Exercise prompt — Scan the listing for "above" and copy out each line that has it.
::: Data for the task
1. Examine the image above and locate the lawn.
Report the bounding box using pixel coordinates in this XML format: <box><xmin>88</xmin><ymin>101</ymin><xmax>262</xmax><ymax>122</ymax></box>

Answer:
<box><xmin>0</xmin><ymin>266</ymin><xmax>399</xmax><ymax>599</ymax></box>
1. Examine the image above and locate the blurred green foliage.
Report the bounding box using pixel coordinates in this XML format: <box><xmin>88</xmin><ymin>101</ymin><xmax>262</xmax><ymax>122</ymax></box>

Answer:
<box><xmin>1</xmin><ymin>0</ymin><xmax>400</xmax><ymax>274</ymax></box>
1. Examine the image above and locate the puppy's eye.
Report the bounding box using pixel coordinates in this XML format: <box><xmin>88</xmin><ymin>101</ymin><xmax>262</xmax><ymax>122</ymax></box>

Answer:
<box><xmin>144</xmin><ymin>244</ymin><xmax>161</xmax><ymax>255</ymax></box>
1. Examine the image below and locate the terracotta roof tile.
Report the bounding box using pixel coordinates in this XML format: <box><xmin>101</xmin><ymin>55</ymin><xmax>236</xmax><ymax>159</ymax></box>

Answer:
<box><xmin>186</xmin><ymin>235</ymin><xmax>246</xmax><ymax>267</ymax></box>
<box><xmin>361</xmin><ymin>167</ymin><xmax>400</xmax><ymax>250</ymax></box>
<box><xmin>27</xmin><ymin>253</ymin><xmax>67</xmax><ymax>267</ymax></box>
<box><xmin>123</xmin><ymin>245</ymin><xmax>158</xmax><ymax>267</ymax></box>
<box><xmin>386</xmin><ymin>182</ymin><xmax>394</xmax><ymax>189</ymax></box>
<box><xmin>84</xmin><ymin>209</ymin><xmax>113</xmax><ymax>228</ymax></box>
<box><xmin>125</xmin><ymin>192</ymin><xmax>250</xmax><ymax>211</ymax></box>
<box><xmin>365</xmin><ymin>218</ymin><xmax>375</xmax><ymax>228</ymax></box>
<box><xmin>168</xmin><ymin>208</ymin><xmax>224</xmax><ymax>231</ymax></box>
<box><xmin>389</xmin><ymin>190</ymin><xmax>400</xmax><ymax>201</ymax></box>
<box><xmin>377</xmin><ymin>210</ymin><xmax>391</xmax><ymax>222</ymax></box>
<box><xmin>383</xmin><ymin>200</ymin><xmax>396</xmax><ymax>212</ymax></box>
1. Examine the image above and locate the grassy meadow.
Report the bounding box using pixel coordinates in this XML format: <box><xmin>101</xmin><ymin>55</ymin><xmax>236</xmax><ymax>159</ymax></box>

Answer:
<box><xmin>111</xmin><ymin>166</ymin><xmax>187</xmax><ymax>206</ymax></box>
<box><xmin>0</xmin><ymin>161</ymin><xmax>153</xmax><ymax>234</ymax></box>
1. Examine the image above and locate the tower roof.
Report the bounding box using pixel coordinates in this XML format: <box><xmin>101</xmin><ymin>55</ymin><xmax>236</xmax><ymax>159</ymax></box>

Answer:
::::::
Written reply —
1. Examine the image above and locate the lawn.
1. Examine the image above and locate the blurred green foliage.
1. Examine the image above and locate the puppy's eye.
1. Examine the image above and locate the grassy meadow.
1. Examine the image above and locate the tower roof.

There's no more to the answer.